▶ _Written exercise_
Rewrite every line of the data below as a Markdown table with the columns "Row" and "Line", numbering the rows and omitting blank lines. Leave the pictures out of your answer.
★ ★ ★ ★ ★ ★ ★
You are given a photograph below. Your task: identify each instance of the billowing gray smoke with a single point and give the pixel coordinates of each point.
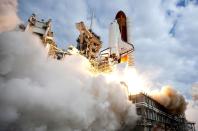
(8, 15)
(171, 99)
(42, 94)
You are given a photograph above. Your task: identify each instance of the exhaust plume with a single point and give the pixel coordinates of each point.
(171, 99)
(43, 94)
(8, 15)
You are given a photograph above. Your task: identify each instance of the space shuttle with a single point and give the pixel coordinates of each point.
(120, 42)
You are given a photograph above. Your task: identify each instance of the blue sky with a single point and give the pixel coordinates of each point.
(164, 32)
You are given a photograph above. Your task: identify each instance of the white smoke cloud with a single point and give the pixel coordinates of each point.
(38, 93)
(8, 15)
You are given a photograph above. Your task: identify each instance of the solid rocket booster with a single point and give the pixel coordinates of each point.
(120, 38)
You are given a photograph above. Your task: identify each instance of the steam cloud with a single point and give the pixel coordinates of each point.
(171, 99)
(8, 15)
(42, 94)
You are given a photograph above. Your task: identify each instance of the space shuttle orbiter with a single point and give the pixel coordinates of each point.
(120, 43)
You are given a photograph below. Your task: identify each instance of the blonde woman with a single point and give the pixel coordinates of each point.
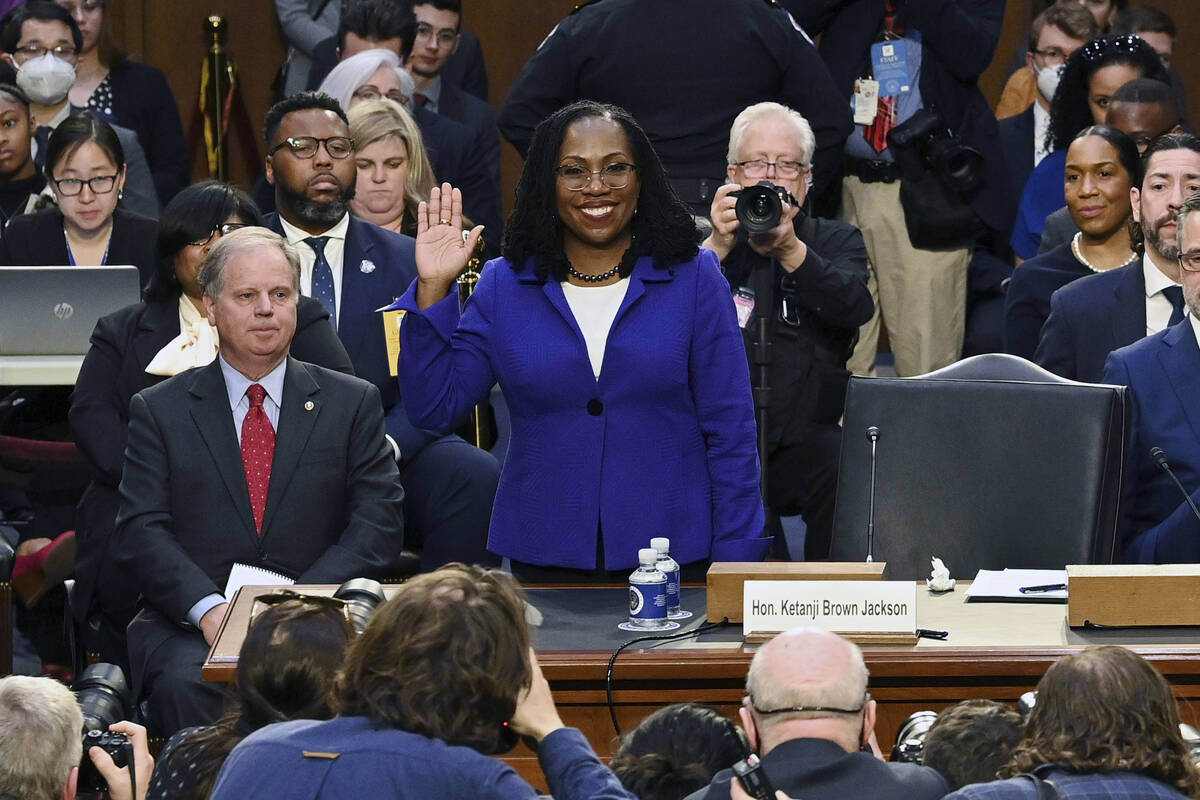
(394, 168)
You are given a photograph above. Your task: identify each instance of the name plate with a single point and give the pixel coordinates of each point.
(840, 606)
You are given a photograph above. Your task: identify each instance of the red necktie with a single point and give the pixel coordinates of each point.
(876, 133)
(257, 452)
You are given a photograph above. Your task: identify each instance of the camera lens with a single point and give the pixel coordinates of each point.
(363, 596)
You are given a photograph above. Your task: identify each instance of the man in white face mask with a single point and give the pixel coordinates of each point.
(42, 42)
(1055, 34)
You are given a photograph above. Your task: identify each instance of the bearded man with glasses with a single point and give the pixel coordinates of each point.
(1159, 521)
(807, 280)
(809, 717)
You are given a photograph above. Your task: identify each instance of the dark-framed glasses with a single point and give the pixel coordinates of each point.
(815, 709)
(305, 146)
(223, 229)
(757, 168)
(576, 176)
(287, 595)
(1191, 260)
(99, 185)
(445, 37)
(28, 52)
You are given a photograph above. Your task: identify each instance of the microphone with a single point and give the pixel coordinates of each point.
(873, 435)
(1159, 458)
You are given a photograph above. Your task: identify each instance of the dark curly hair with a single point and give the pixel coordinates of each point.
(445, 657)
(286, 671)
(192, 215)
(663, 227)
(970, 741)
(1105, 709)
(301, 101)
(677, 750)
(1069, 110)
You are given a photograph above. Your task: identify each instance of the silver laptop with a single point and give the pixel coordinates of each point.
(53, 310)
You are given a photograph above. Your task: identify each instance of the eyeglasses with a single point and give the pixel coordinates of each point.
(27, 52)
(819, 709)
(445, 36)
(1054, 56)
(576, 176)
(757, 168)
(287, 595)
(371, 92)
(99, 185)
(305, 146)
(1191, 262)
(223, 229)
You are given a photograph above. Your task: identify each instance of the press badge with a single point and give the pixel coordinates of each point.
(889, 61)
(743, 300)
(867, 101)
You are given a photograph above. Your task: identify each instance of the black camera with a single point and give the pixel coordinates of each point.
(363, 596)
(925, 143)
(761, 206)
(910, 745)
(105, 699)
(754, 780)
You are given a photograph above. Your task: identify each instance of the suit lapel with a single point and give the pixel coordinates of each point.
(1129, 320)
(298, 416)
(1181, 362)
(214, 422)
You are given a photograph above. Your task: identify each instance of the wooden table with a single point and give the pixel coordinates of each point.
(994, 650)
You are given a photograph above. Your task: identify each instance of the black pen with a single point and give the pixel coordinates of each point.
(1049, 587)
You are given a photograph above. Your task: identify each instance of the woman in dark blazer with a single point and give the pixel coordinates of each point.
(137, 347)
(85, 166)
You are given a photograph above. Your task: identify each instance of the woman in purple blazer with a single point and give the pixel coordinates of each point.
(616, 343)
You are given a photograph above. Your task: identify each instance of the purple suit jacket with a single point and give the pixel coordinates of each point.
★ ★ ★ ★ ★ ★ ★
▶ _Worked solution_
| Row | Line |
|---|---|
| 1 | You are given a photograph below. Your task: identify each instance of the billowing gray smoke with a single point and give the pixel coordinates of each point. |
| 2 | (8, 15) |
| 3 | (171, 99) |
| 4 | (42, 94) |
| 5 | You are given a photograph above. Your task: identify each instance of the exhaust plume with a single point and give the pixel coordinates of each point. |
| 6 | (171, 99) |
| 7 | (43, 94) |
| 8 | (8, 15) |
| 9 | You are given a photograph above. Your task: identify each instance of the space shuttle with a single point and give the pixel coordinates of each point. |
| 10 | (120, 42) |
| 11 | You are given a photograph above. Your task: identify each instance of the blue sky with a single point and give the pixel coordinates of each point. |
| 12 | (164, 32) |
| 13 | You are given a photograph above. Your task: identify each instance of the white smoke cloud with a single point and give the pixel coordinates of each point. |
| 14 | (38, 93) |
| 15 | (8, 15) |
| 16 | You are given a photograph above. Your task: identify each instance of the solid rocket booster with a single point and give the pixel coordinates of each point. |
| 17 | (120, 38) |
| 18 | You are given a photograph above. Your task: identify each instance of the steam cloud with a single point and give the pixel coordinates of each point. |
| 19 | (171, 99) |
| 20 | (8, 15) |
| 21 | (42, 94) |
| 22 | You are given a photograph above. Your task: identify each instance of the space shuttle orbiter with a single point and give the pixel coordinates of each point. |
| 23 | (120, 43) |
| 24 | You are given a photograph below. Your task: identify each instance of the blonde woman with a single point and give the pixel coordinates of each point. |
| 25 | (394, 168) |
| 26 | You are given a photograph above. Your task: identify each instance of the name plate with a single point and give the pixel coordinates of each point. |
| 27 | (840, 606) |
| 28 | You are given a photograph above. Your task: identify each instance of the red necktie with a single point and give the pixel coordinates of each point. |
| 29 | (876, 133) |
| 30 | (257, 452) |
| 31 | You are given a photograph above. Your task: identify each instance of the camera lens with a single point and give the pixel coordinates of each point. |
| 32 | (363, 596) |
| 33 | You are given a photograph above. Your task: identify each instance of the man in white face mask with a single point and give the pixel coordinates of each point. |
| 34 | (42, 42) |
| 35 | (1055, 34) |
| 36 | You are given a photograph above. Your task: identify each instance of the bearded man with glasses with a single point and give the pixel coordinates of each point. |
| 37 | (1159, 521) |
| 38 | (807, 280) |
| 39 | (809, 717) |
| 40 | You are given a photograph above. Your task: identify each instance of the dark-framed glasses with a single point and give the pixel coordinates of each point. |
| 41 | (815, 709) |
| 42 | (305, 146) |
| 43 | (223, 229) |
| 44 | (757, 168) |
| 45 | (576, 176) |
| 46 | (287, 595) |
| 47 | (1191, 260) |
| 48 | (99, 185) |
| 49 | (445, 37) |
| 50 | (28, 52) |
| 51 | You are given a photograph above. Your task: identify each instance of the microphone with a single point and give the pixel coordinates of each point. |
| 52 | (873, 435) |
| 53 | (1159, 458) |
| 54 | You are given a photograph above. Your task: identify each instance of the dark curly hair with a single point and give the pixel coordinates of each point. |
| 55 | (445, 657) |
| 56 | (286, 671) |
| 57 | (192, 215) |
| 58 | (663, 227) |
| 59 | (970, 741) |
| 60 | (1105, 709) |
| 61 | (301, 101) |
| 62 | (677, 750) |
| 63 | (1069, 110) |
| 64 | You are given a photograph above. Your task: identify each instance of the silver laptop with a single point and give the pixel coordinates of each point. |
| 65 | (53, 310) |
| 66 | You are given a photograph above. Your task: identify each instance of the eyeglasses with a single point and give the pixel coordinates of each point. |
| 67 | (27, 52) |
| 68 | (819, 709) |
| 69 | (445, 36) |
| 70 | (1054, 56) |
| 71 | (576, 176) |
| 72 | (757, 168) |
| 73 | (287, 595) |
| 74 | (371, 92) |
| 75 | (99, 185) |
| 76 | (305, 146) |
| 77 | (1191, 262) |
| 78 | (223, 229) |
| 79 | You are given a photograph above. Your task: identify each instance of the press badge with a single point and give the pixel coordinates of each point. |
| 80 | (889, 61) |
| 81 | (743, 300) |
| 82 | (867, 101) |
| 83 | You are given a photograph above. Your task: identify each instance of the black camera with a single point and give the pixel coordinates of each point. |
| 84 | (363, 596) |
| 85 | (925, 143) |
| 86 | (761, 206) |
| 87 | (910, 745) |
| 88 | (105, 699) |
| 89 | (754, 780) |
| 90 | You are given a photograph above. Your task: identify each instance of the suit lapel with a single point and give the pixel coordinates of each point. |
| 91 | (1129, 320) |
| 92 | (298, 416) |
| 93 | (1181, 362) |
| 94 | (214, 422) |
| 95 | You are given a photograph above. Your task: identify each instance of the wooden table with a single point and give the pixel coordinates of each point. |
| 96 | (994, 650) |
| 97 | You are given a photograph above. Your task: identify each instance of the black pen with a single point and give the pixel coordinates of each point. |
| 98 | (1049, 587) |
| 99 | You are given a photograph above. Your task: identify each instance of the woman in dark blazer with a single point and give the pixel coordinates of each point. |
| 100 | (137, 347) |
| 101 | (85, 166) |
| 102 | You are given a photograph above. Your task: identify each instance of the woman in purple blazer with a single point and give the pixel coordinates of each point. |
| 103 | (616, 343) |
| 104 | You are given a photograph above. Your task: identify each instance of the purple suit jacket with a single point and give the pixel coordinates of each point. |